┌──
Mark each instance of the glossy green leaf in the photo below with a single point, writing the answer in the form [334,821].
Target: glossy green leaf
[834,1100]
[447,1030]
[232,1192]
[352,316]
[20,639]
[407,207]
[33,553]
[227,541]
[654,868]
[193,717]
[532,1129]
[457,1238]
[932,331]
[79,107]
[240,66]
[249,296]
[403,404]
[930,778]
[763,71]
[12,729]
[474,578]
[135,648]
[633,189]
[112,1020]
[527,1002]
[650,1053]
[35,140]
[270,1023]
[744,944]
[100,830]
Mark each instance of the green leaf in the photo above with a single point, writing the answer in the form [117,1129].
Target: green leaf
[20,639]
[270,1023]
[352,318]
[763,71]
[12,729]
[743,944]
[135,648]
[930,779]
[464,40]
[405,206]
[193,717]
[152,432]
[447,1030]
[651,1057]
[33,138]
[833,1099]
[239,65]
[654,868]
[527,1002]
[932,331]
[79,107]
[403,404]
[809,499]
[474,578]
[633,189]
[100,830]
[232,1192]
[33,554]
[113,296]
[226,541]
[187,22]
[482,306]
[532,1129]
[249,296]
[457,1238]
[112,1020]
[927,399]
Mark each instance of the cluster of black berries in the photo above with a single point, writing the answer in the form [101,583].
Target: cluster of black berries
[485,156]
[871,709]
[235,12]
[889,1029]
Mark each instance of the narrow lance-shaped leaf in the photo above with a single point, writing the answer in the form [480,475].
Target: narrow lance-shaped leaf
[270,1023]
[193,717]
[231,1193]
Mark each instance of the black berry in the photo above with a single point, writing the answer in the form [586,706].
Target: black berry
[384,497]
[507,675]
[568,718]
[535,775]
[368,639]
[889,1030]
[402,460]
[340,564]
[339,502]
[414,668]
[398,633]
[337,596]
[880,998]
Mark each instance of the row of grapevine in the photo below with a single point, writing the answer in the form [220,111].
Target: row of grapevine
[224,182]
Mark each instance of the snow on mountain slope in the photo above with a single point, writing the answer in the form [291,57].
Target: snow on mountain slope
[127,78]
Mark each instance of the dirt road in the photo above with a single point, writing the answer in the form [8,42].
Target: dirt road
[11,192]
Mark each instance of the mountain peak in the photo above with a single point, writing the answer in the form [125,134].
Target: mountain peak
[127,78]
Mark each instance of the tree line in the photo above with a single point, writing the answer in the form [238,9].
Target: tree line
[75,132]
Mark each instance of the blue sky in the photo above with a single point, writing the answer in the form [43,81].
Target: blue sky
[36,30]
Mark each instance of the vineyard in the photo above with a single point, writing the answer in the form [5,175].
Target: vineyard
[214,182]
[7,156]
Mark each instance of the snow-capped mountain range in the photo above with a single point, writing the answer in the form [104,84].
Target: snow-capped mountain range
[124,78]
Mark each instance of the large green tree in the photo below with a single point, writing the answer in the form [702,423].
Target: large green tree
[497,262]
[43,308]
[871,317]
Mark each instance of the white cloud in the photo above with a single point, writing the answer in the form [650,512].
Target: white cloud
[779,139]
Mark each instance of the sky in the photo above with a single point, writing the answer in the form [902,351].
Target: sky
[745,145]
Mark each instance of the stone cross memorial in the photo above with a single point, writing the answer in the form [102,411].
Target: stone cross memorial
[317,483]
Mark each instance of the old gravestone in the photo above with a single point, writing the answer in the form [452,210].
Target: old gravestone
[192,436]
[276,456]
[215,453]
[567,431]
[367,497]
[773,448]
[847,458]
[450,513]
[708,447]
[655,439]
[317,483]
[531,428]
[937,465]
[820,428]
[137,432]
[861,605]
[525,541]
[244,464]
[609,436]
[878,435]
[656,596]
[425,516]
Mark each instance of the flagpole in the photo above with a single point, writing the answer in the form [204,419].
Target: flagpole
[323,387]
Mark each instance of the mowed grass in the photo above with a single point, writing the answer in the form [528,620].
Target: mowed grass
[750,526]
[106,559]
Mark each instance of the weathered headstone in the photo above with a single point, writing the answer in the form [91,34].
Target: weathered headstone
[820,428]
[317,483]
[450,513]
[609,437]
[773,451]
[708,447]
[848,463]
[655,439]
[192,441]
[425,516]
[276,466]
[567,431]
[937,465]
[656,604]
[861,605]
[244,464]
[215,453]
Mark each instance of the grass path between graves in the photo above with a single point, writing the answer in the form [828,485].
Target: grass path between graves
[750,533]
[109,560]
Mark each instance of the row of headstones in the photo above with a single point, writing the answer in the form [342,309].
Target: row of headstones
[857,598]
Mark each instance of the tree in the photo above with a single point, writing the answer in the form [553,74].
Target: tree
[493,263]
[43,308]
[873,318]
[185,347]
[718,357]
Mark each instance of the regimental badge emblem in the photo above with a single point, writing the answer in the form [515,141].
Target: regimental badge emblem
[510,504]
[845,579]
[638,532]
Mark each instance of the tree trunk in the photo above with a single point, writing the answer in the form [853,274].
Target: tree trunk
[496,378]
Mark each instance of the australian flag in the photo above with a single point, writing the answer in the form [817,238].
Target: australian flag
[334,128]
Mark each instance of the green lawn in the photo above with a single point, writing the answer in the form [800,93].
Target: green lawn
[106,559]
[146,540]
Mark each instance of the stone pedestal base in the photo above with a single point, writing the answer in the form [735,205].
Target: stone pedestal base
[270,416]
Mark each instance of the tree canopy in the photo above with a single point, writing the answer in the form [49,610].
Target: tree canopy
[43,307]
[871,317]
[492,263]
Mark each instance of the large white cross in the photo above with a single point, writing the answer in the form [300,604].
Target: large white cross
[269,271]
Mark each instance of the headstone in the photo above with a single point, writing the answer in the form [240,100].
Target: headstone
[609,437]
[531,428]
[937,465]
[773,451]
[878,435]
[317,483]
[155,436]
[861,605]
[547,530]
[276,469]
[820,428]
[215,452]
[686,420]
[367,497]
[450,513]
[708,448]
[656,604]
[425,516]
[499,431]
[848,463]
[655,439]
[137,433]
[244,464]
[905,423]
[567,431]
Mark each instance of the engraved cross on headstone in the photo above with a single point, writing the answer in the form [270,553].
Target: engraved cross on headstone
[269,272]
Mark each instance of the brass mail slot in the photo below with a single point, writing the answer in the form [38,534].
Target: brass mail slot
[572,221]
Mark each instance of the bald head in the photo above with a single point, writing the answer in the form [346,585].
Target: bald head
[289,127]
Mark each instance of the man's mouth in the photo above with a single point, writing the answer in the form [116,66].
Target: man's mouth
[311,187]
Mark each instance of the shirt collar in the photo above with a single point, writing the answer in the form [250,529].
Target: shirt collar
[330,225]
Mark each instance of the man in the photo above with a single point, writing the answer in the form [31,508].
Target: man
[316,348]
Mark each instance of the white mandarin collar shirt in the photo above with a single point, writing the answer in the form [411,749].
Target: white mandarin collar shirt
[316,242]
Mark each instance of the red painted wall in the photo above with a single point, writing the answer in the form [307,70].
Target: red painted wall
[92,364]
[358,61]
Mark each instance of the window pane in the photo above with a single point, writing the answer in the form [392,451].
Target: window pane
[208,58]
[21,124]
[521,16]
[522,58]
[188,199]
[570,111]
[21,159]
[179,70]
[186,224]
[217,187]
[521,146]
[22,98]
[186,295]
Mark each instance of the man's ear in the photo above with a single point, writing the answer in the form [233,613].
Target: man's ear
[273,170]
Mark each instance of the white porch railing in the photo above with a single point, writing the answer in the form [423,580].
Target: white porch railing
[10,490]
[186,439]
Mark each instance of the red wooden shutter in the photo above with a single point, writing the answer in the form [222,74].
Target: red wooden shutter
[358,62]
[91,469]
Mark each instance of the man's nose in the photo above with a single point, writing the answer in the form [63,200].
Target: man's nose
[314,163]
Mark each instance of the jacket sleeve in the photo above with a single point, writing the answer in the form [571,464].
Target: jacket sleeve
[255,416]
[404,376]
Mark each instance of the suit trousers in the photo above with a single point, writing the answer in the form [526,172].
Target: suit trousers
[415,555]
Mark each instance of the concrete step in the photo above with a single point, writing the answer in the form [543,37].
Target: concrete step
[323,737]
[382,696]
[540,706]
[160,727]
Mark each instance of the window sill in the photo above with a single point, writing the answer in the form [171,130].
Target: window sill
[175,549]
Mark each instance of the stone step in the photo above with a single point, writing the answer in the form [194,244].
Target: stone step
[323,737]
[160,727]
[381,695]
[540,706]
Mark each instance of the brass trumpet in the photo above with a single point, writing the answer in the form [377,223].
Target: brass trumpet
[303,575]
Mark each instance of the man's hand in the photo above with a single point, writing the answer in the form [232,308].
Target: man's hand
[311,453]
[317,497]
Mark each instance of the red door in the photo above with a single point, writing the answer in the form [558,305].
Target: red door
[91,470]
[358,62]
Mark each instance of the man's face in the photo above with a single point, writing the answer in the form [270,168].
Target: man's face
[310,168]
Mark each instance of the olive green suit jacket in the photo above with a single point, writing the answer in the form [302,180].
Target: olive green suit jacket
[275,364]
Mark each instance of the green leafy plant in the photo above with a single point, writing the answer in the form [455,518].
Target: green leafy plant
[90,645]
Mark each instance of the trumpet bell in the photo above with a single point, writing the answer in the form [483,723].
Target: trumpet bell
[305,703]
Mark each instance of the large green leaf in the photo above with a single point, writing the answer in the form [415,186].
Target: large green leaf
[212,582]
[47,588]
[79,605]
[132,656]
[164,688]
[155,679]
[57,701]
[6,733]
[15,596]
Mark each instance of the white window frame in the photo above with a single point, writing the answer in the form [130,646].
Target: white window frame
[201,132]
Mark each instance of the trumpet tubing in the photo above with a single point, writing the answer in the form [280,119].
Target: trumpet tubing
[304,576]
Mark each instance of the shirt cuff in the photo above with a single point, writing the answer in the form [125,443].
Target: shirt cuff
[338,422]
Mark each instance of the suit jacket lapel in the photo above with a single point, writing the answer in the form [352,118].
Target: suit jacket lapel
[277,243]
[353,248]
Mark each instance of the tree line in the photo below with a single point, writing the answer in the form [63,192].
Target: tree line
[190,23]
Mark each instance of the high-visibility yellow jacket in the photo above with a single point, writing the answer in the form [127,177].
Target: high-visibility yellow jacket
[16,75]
└──
### DIRECTIONS FOR THIS TASK
Everything from the line with "Target: dirt road" through the line with "Mark each instance of the tree line in the photo above" should be written out exactly as it appears above, end lines included, and nothing outside that range.

### SOLUTION TO THIS TASK
Target: dirt road
[11,192]
Mark each instance of the mountain peak in the photo above with a single point, writing the answer in the form [125,134].
Target: mountain peak
[127,78]
Mark each instance of the tree line in the photo above with a single point, writing the answer in the form [238,9].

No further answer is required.